▶ **Job**: Reproduce verbatim the data lines that begin at the line containing "of the bare" and stop after the line containing "Target: bare foot". Return nothing else.

::::::::::

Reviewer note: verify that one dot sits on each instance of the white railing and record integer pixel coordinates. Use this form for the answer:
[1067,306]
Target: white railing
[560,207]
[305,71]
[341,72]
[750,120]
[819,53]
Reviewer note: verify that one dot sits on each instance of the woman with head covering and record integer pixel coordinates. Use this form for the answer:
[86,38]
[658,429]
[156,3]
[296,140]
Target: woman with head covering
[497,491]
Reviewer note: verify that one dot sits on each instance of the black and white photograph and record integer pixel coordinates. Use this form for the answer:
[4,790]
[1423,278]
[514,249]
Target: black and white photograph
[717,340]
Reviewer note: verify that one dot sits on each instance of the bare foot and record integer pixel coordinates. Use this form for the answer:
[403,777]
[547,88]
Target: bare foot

::::::::::

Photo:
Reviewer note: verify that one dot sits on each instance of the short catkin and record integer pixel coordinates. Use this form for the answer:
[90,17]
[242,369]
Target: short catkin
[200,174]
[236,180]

::::::::::

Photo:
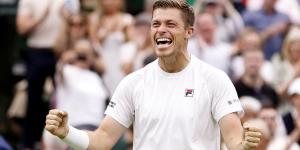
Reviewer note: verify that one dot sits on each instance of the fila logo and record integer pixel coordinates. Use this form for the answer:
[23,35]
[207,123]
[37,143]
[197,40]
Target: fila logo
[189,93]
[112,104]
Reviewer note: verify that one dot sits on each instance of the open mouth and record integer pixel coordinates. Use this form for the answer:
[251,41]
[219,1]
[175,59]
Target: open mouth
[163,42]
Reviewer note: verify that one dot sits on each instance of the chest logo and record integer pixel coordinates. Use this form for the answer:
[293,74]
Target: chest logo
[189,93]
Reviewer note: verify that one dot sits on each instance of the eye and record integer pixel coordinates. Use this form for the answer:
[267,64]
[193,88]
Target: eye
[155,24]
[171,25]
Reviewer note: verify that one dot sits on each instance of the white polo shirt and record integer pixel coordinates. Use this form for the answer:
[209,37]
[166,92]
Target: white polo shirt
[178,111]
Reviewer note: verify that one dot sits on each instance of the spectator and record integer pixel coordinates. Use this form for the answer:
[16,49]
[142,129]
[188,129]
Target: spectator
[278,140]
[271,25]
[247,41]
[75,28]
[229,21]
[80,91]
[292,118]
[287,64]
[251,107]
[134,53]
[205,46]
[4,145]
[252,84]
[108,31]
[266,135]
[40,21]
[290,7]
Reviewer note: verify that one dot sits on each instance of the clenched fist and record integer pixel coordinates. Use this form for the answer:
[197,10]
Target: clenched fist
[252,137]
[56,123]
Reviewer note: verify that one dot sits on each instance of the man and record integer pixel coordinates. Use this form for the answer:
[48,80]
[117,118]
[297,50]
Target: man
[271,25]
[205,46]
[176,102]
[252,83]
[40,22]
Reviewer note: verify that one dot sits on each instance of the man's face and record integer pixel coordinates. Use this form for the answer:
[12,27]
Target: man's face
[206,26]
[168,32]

::::::::::

▶ **Solution for this problem**:
Reviewer note: verify that one dot sits on each instance of the bare foot and record integer pixel coordinates. Use this form for the answer:
[403,777]
[547,88]
Target: bare foot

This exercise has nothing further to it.